- [EXERCISE PASSAGE]:
********

Finding seed is only the first hurdle. It’s difficult to save pure seed stock because basic seed cleaning equipment doesn’t quite get it clean enough. The equipment separates seeds by size and shape, but sometimes unwanted weed seeds are the same size and shape. Another machine separates by density, and it costs $30,000. The most successful is the color sorter, which has an optic laser to identify color differences. Those machines are $300,000.
These costs are high for me and for many beginning farmers, but they’re essential for getting product to market. Seeing this common need, a few farmers and I began seeking and cooperatively acquiring equipment together. We scour Craigslist, inquire with equipment repair mechanics, and coordinate the transportation of equipment halfway across the country. So far, we still don’t have the right equipment to sort pure seed. I’m currently in search of a well-functioning, three- or four-screen air screen cleaner—let me know if you have one!
All this seed production takes time—years—and I need seed now. I hit up all my friends. “All I’ve got left is for seeding my field,” they said, understandably. I called friends outside California with different planting times and heard the same thing. It felt like begging for change to get fare for the last train!
I turned to someone who keeps some verified seed, and they said they’d get it to me, but their major reaction over a minor misunderstanding soured the deal. But what was my alternative? I looked at the UC Davis list and the Washington State list and found that most of their offerings were bred for regions unlike where I’m growing and were patented with limitations on seed saving and seed sales. I looked at longer lists from bigger companies, but all those were owned by Monsanto. I was stuck between doing business with a difficult person or with a megacorporation that is buying up the world’s genetics. I couldn’t believe I stood at this juncture, not just as a farmer, but as a member of the human race. How did we get to the point where our staple crops are in the hands of so few?
We know how, we know it’s a global problem, and we know we must undo the monopolization of life by re-democratizing seed. That requires collaboration, sharing, and reliance on each other. In that vein, I got back on the phone and called up friends and neighbors, asking for any bits that could be spared with the promise of returning seed to replenish their stock.

********

Region pointing data
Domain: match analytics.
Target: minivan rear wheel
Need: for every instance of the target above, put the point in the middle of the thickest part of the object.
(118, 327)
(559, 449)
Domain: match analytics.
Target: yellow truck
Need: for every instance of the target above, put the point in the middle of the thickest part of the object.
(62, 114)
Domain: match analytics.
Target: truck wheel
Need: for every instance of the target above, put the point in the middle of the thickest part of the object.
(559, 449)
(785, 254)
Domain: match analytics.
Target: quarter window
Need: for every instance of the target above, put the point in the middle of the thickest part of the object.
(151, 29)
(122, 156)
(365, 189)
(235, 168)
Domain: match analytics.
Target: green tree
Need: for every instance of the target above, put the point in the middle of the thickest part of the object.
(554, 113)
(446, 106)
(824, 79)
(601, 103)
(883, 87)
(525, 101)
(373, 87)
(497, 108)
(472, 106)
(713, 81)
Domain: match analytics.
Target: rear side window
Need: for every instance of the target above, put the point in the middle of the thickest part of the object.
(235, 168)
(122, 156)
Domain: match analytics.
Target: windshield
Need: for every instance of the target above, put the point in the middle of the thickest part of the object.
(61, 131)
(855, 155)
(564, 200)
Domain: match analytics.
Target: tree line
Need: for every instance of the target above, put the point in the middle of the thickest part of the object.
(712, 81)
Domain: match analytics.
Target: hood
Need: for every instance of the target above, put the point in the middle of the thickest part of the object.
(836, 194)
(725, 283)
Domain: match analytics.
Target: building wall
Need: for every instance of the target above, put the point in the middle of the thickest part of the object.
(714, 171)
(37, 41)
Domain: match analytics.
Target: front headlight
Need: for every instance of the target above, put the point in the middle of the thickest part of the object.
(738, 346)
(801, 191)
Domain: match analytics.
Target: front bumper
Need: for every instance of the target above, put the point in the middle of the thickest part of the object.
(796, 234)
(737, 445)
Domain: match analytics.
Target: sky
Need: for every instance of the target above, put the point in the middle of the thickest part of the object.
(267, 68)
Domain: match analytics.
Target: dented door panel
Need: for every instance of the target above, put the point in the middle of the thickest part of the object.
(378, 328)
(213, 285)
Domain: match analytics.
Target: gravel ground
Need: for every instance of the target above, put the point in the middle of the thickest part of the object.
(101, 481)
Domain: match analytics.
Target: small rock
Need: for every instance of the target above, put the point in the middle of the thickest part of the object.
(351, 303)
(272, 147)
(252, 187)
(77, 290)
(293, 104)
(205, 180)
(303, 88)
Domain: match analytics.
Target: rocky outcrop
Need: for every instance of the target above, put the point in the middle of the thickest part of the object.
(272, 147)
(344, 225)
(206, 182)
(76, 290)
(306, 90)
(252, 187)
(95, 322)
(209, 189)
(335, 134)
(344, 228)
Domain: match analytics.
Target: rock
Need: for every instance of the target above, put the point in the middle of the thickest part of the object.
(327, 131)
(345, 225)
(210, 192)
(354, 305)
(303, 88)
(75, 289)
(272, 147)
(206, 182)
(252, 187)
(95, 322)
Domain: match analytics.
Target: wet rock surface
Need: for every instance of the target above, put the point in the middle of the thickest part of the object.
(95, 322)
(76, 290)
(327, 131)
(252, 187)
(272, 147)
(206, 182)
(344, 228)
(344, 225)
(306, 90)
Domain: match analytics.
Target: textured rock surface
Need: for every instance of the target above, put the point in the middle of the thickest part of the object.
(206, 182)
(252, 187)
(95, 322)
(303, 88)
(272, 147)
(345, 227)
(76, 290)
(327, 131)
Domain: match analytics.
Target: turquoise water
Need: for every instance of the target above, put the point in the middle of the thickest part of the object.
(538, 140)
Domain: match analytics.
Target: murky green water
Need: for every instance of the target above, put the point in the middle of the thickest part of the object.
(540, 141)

********

- [QUESTIONS]:
• 1. Print the seed-saving passage word for word, starting with the words "I turned to" and ending after "hands of so few?".
• 2. Go on with the seed-saving passage from its last sentence, carrying it forward in the same voice.

- [ANSWERS TO THE EXERCISES]:
• 1.
I turned to someone who keeps some verified seed, and they said they’d get it to me, but their major reaction over a minor misunderstanding soured the deal. But what was my alternative? I looked at the UC Davis list and the Washington State list and found that most of their offerings were bred for regions unlike where I’m growing and were patented with limitations on seed saving and seed sales. I looked at longer lists from bigger companies, but all those were owned by Monsanto. I was stuck between doing business with a difficult person or with a megacorporation that is buying up the world’s genetics. I couldn’t believe I stood at this juncture, not just as a farmer, but as a member of the human race. How did we get to the point where our staple crops are in the hands of so few?

• 2.
After much agonizing, driving between counties, and speed seed cleaning, I’m happy to say that all the fields are seeded, and this match-making season is closed.
When I tell people I’m a farmer, they say, “You must be glad for all this rain!” I can see the delight in their face, and the Californian in me shares this gladness. I hold onto that feeling as I tell them, “No.”
It’s been shitty. Fall planted crops got flooded and the ground is still too wet to work for spring and soon to be unheard of summer plantings. What little spring planting has been done was so far delayed that we might not have much to harvest in the summer.
“But the fruit growers must be glad,” they say to get some optimistic news. Strawberry roots rotted, and the fruit trees carry little fruit. Rain interferes with the pollinators, pollinated, and trees. Bees can’t fly with wet wings, and if they made it to a flower the rain might have washed away the pollen. The residual moisture on the petals lead to rot that penetrates into the branches. My friend’s plum trees bare a few green orbs amidst softened, rotting branches.
The rain has been a relief for our ground water systems, which we’ll need when the heat returns. But we need the regularity and moderation that plants adapted to such that we might have grain, blossoms, and food. It should be dry by now and fields ready for harvest. Rain, rain, go away, please. Come again another day.